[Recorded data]
::::::

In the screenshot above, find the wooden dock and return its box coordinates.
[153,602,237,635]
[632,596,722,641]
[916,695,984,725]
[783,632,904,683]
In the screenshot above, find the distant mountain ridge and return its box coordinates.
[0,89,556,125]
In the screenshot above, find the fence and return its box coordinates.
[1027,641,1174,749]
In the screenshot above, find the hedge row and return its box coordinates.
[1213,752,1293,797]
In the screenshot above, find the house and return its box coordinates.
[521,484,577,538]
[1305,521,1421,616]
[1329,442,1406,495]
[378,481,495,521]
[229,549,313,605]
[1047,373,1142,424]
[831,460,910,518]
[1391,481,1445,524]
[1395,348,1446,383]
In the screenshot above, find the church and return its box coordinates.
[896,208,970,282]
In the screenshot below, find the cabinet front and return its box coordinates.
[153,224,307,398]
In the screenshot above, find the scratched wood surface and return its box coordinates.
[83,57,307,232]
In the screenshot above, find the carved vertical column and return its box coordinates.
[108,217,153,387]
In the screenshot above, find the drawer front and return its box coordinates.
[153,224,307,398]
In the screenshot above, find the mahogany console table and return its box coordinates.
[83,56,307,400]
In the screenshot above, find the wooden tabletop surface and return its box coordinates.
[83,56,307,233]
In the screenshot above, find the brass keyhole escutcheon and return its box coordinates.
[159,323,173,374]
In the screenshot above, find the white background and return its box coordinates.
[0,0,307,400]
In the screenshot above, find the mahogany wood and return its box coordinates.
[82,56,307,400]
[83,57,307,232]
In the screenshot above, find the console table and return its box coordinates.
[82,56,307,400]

::::::

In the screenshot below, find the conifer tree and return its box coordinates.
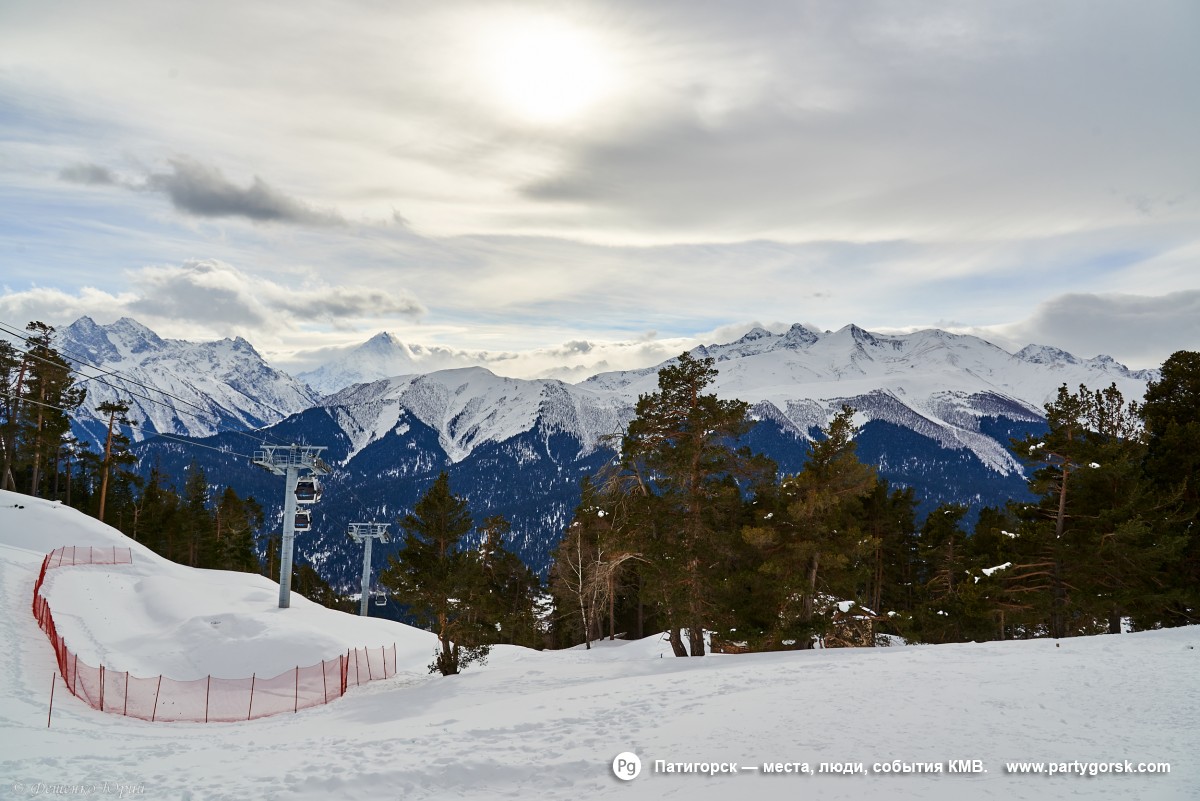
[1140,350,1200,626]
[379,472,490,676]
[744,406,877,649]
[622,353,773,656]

::::::

Reproduce the listing word for word, beginning at the line that contains "In the screenshot above, find the wooden dock" and stopping after the line that contains "[1213,752,1293,797]".

◆ Right answer
In the screenshot above, find the wooden dock and return its box coordinates.
[153,602,237,635]
[632,596,722,641]
[916,695,984,725]
[783,632,904,683]
In the screenshot above, find the distant mountain ridge and return its box coordinates.
[0,89,556,125]
In the screenshot above, find the fence and return its box coordinates.
[1027,641,1174,749]
In the screenshot above, find the hedge row and return its box coordinates.
[1213,752,1293,797]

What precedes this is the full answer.